Show each line of the records below that contains the string "boat".
=== RECORD EXTRACTS ===
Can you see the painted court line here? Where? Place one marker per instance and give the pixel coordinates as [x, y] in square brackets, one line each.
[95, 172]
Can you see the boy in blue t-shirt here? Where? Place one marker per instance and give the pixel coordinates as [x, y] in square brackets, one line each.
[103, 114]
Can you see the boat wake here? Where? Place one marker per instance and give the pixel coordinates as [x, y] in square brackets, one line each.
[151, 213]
===
=== RECORD EXTRACTS ===
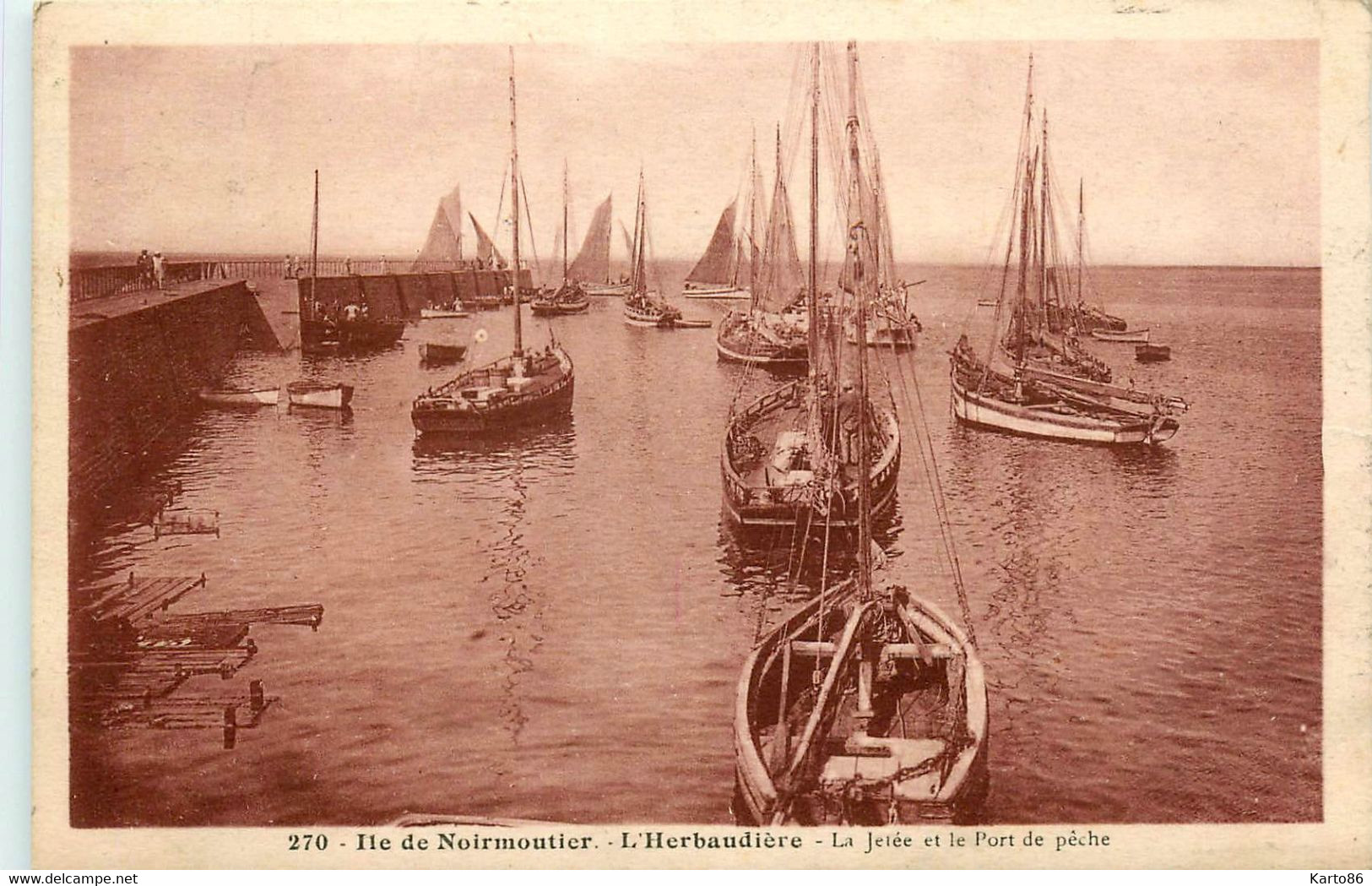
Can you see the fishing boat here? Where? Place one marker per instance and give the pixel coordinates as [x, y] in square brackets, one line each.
===
* _SOLUTION TO THE EXERCISE_:
Can you see the boat wake here? Where? Place one marker per instance and give the pixel coordinates as [x, y] in square brackets, one line each.
Can you see the fishing boat here? Where? Place one marker per instance and give the pixel coordinates as [x, y] in square brackets, one line each.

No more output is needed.